**Your assignment:** Verbatim transcription with images omitted: return the entries below in full.

**Task input:**
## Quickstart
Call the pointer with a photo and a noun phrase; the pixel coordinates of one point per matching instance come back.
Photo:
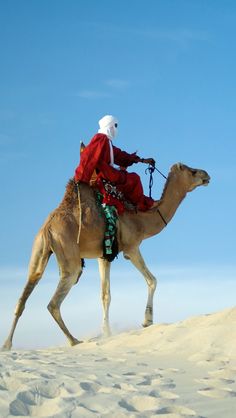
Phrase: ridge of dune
(198, 333)
(181, 370)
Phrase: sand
(186, 369)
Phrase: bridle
(151, 170)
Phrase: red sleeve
(123, 158)
(90, 158)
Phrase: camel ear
(180, 166)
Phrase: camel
(59, 235)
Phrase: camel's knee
(106, 297)
(152, 283)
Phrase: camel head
(191, 177)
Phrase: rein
(151, 170)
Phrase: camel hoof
(6, 346)
(75, 342)
(147, 324)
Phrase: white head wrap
(108, 126)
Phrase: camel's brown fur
(73, 217)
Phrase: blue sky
(167, 70)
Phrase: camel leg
(104, 270)
(38, 262)
(65, 284)
(138, 261)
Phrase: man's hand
(150, 161)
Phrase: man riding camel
(100, 155)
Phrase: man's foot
(155, 204)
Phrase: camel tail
(41, 253)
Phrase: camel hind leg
(69, 261)
(38, 262)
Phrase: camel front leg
(138, 261)
(63, 288)
(104, 270)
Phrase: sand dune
(187, 369)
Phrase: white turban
(108, 126)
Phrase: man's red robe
(96, 156)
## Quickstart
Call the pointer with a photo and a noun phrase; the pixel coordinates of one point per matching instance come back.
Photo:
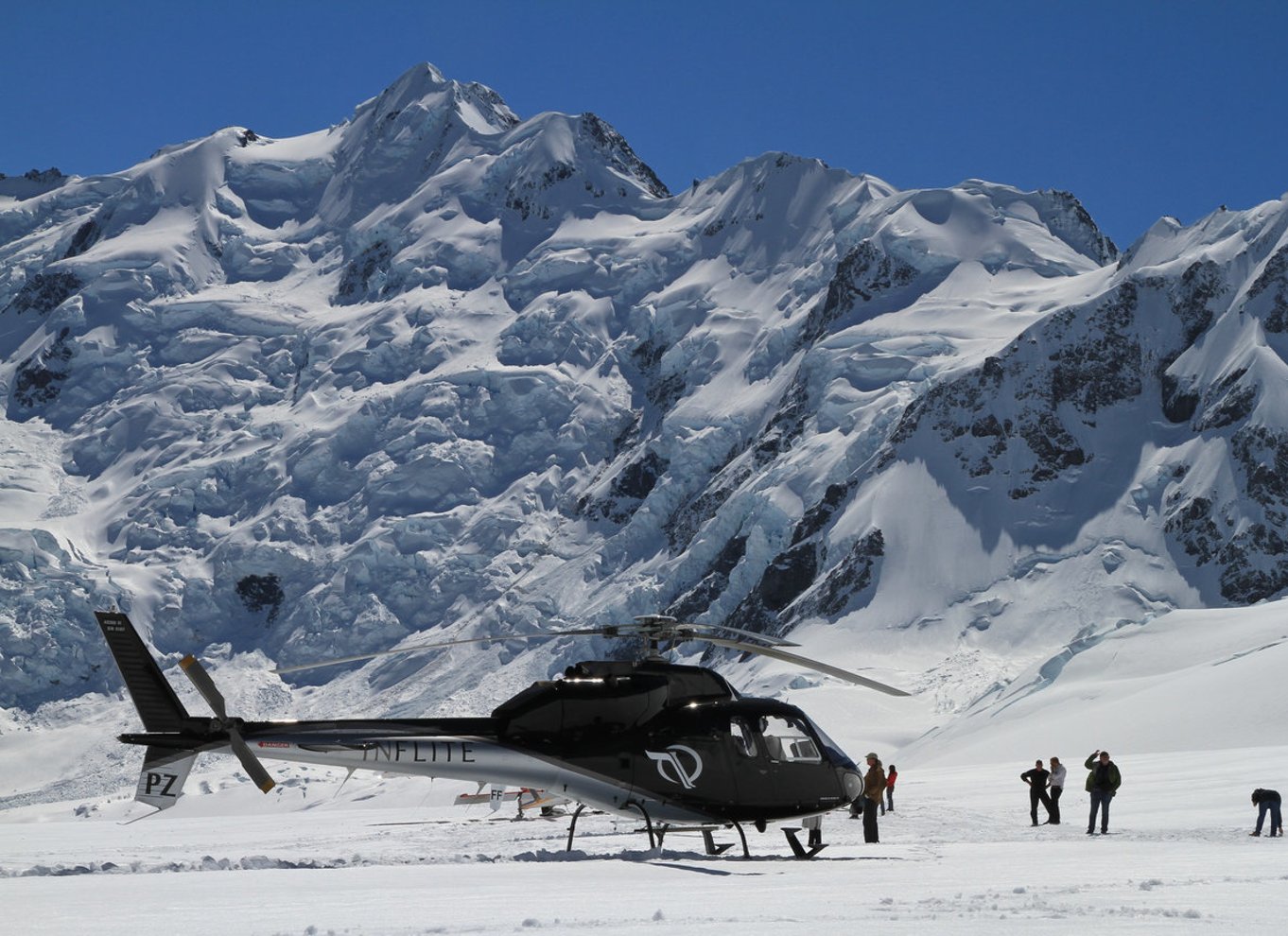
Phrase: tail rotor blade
(250, 764)
(205, 685)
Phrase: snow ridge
(444, 371)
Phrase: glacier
(441, 371)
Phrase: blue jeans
(1276, 822)
(1100, 800)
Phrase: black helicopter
(674, 744)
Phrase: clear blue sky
(1139, 109)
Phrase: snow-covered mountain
(441, 371)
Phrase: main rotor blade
(205, 685)
(679, 631)
(808, 663)
(250, 764)
(437, 645)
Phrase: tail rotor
(216, 700)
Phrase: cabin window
(743, 739)
(786, 739)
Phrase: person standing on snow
(874, 789)
(1103, 782)
(1037, 780)
(1267, 801)
(1056, 789)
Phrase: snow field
(957, 855)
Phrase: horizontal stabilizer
(164, 774)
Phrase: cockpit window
(833, 751)
(743, 739)
(786, 739)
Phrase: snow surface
(441, 371)
(1189, 705)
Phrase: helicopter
(672, 744)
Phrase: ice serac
(444, 371)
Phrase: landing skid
(657, 835)
(815, 842)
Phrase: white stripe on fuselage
(473, 758)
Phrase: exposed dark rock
(39, 379)
(1074, 225)
(1273, 281)
(357, 276)
(853, 576)
(612, 145)
(258, 593)
(712, 584)
(818, 516)
(1230, 402)
(1262, 454)
(1194, 529)
(629, 488)
(1201, 284)
(1178, 405)
(44, 292)
(862, 274)
(84, 238)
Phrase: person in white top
(1056, 789)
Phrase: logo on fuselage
(672, 769)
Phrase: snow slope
(444, 371)
(1192, 736)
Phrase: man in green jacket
(1103, 782)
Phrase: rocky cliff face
(444, 371)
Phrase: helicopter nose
(853, 784)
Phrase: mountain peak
(424, 92)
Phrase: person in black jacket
(1037, 780)
(1103, 782)
(1267, 801)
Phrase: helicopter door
(787, 742)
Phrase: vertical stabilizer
(159, 707)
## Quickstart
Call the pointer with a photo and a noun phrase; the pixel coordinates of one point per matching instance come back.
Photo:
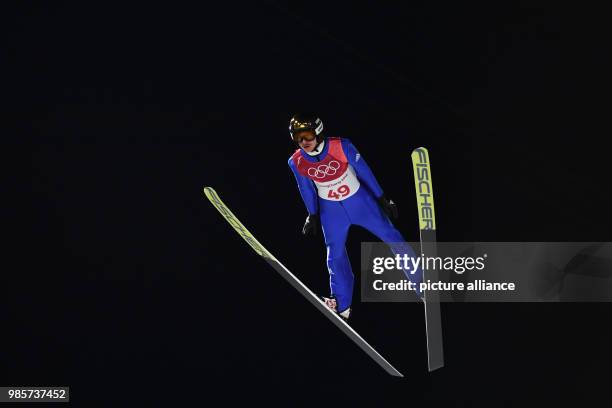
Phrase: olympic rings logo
(324, 170)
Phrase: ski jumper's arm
(361, 168)
(307, 190)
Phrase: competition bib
(334, 178)
(341, 188)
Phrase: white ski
(427, 226)
(296, 283)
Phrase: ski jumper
(338, 185)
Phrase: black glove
(311, 226)
(388, 207)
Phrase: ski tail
(427, 227)
(296, 283)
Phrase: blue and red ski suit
(338, 185)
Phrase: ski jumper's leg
(335, 224)
(370, 216)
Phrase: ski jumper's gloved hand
(312, 225)
(388, 207)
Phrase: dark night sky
(120, 274)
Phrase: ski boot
(331, 303)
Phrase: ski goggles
(299, 136)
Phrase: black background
(123, 282)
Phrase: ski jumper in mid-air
(340, 190)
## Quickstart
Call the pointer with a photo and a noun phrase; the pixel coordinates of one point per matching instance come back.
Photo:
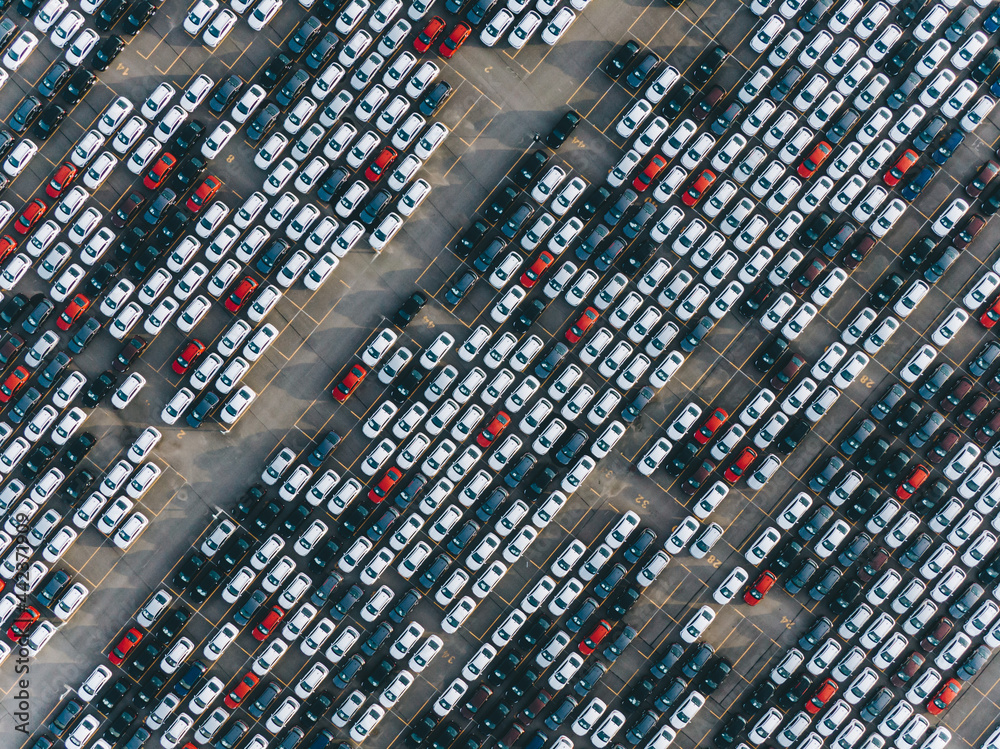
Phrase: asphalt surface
(500, 103)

**Answer space:**
## Quickstart
Call the pointer with a photo and a noun phrase; the pixel coordinates of one point per matching instance come back.
Photo:
Phrase: ridge of dune
(198, 333)
(181, 370)
Phrase: sand
(186, 369)
Phrase: bridle
(151, 170)
Phrase: red sleeve
(123, 158)
(90, 158)
Phrase: camel ear
(180, 166)
Phrase: camel
(59, 235)
Phrase: camel's knee
(106, 297)
(152, 283)
Phrase: camel head
(191, 177)
Phrase: rein
(151, 170)
Phrase: camel hoof
(6, 346)
(75, 342)
(147, 324)
Phrase: white head wrap
(108, 126)
Phrase: camel's brown fur
(73, 217)
Phrase: blue sky
(167, 70)
Phrase: camel leg
(104, 270)
(38, 262)
(65, 284)
(138, 261)
Phrase: man's hand
(150, 161)
Phrase: man riding camel
(100, 155)
Phrase: man's foot
(155, 204)
Phrase: camel tail
(41, 253)
Phrase: camel hind leg
(69, 261)
(38, 262)
Phrase: camel front leg
(138, 261)
(63, 288)
(104, 270)
Phrase: sand dune
(187, 369)
Phrase: white turban
(108, 126)
Phrase: man's red robe
(96, 156)
## Quickstart
Call the pointer with a photo and a noun phrase; the pixel coordinates of one point per matching instance come back.
Photo:
Phrase: tail rotor blade
(250, 764)
(205, 685)
Phrase: snow ridge
(444, 371)
Phrase: glacier
(441, 371)
Phrase: blue jeans
(1276, 822)
(1100, 800)
Phrase: black helicopter
(674, 744)
Phrase: clear blue sky
(1139, 109)
Phrase: snow-covered mountain
(441, 371)
Phrase: main rotor blade
(205, 685)
(679, 631)
(808, 663)
(250, 764)
(437, 645)
Phrase: tail rotor
(216, 700)
Phrase: cabin window
(743, 739)
(786, 739)
Phrase: person standing on snow
(874, 789)
(1103, 782)
(1037, 780)
(1267, 801)
(1056, 789)
Phrase: snow field
(957, 855)
Phrase: horizontal stabilizer
(164, 774)
Phrase: cockpit window
(833, 751)
(743, 739)
(786, 739)
Phrase: snow surface
(441, 371)
(1189, 705)
Phrase: helicopter
(672, 744)
Phrase: ice serac
(444, 371)
Phrase: landing skid
(657, 835)
(815, 842)
Phrase: white stripe on fuselage
(473, 758)
Phrase: exposed dark rock
(39, 379)
(1074, 225)
(1273, 281)
(357, 276)
(853, 576)
(612, 145)
(258, 593)
(712, 584)
(818, 516)
(1230, 402)
(1262, 454)
(1194, 529)
(629, 488)
(1201, 284)
(1178, 405)
(44, 292)
(862, 274)
(84, 238)
Phrase: person in white top
(1056, 789)
Phrase: logo on fuselage
(672, 769)
Phrase: snow slope
(444, 371)
(1192, 736)
Phrase: man in green jacket
(1103, 782)
Phrase: rocky cliff face
(444, 371)
Phrase: helicopter nose
(853, 784)
Phrase: mountain peak
(424, 92)
Phrase: person in black jacket
(1037, 780)
(1103, 782)
(1267, 801)
Phrase: helicopter door
(787, 742)
Phrase: vertical stabilizer
(159, 707)
## Quickstart
Call the pointer with a photo and a noun phrase; the pixel coordinates of one point per matching instance come back.
Photo:
Phrase: olympic rings logo
(324, 170)
Phrase: ski jumper's arm
(361, 168)
(307, 190)
Phrase: competition bib
(334, 178)
(341, 188)
Phrase: white ski
(427, 226)
(296, 283)
Phrase: ski jumper
(338, 185)
Phrase: black glove
(311, 226)
(388, 207)
Phrase: ski tail
(427, 227)
(296, 283)
Phrase: blue and red ski suit
(338, 185)
Phrase: ski jumper's leg
(335, 224)
(370, 216)
Phrase: ski jumper's gloved hand
(312, 225)
(388, 207)
Phrase: dark night sky
(120, 274)
Phrase: ski boot
(331, 303)
Phrase: ski goggles
(299, 136)
Phrase: black background
(123, 282)
Phrase: ski jumper in mid-air
(340, 190)
## Quickstart
Call the pointer with a photo and a noun phrase; the pixel coordinates of one point per matching instance come back.
Photo:
Phrase: asphalt surface
(500, 103)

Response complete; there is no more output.